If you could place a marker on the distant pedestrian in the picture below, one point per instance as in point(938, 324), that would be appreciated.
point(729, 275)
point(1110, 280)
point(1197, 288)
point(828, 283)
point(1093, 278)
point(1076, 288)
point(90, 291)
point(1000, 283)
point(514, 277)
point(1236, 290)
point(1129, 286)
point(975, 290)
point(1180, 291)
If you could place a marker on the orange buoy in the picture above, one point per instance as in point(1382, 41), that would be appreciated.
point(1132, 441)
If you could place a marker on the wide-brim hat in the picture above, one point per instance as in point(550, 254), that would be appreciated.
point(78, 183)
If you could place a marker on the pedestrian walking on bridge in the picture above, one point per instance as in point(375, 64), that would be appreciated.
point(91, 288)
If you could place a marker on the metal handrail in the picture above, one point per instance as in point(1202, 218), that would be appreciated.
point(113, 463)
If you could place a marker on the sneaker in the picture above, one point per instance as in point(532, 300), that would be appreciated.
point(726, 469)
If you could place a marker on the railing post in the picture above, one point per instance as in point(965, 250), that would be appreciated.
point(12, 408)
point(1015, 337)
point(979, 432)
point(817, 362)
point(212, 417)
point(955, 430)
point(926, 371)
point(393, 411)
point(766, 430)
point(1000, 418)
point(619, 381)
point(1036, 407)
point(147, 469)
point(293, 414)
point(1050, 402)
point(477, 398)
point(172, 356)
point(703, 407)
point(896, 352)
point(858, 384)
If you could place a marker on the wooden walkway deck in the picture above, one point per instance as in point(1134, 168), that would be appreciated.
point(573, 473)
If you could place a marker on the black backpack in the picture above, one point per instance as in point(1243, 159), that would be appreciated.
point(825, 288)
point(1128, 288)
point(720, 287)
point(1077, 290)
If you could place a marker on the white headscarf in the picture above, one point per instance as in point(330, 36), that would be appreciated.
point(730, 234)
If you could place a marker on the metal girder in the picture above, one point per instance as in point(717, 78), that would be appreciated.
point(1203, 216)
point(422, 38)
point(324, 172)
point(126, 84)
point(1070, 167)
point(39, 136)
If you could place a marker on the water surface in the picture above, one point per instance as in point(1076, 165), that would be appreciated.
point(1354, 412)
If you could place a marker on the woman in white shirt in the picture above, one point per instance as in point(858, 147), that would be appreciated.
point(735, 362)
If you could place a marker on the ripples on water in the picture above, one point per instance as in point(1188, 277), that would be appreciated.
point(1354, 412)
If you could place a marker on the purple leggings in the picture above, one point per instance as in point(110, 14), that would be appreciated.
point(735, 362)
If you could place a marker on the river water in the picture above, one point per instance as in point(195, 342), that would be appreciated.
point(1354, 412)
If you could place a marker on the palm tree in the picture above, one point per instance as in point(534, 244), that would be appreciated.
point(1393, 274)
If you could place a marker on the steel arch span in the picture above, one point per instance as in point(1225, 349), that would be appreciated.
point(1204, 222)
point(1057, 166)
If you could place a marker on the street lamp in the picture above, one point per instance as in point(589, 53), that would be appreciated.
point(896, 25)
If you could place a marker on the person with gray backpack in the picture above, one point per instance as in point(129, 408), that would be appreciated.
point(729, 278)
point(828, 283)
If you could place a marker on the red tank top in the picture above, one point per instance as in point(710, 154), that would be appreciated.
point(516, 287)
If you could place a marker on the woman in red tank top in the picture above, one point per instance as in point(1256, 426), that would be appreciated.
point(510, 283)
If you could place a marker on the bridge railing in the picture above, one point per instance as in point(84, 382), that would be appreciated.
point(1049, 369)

★ ★ ★

## WORK ITEM
Your task is to reproduce, exactly and exclusively, the lines from the one holding "If you could place a marker on the woman in red" through the final line of the listing.

## TASK ANSWER
If you could place a marker on the woman in red tank top in the picture above, one point per instance as in point(1256, 426), that would be appreciated.
point(510, 283)
If you could place a marker on the bridge railing in the picture above, one point per instance as in point(84, 382), that would be appreciated.
point(1049, 369)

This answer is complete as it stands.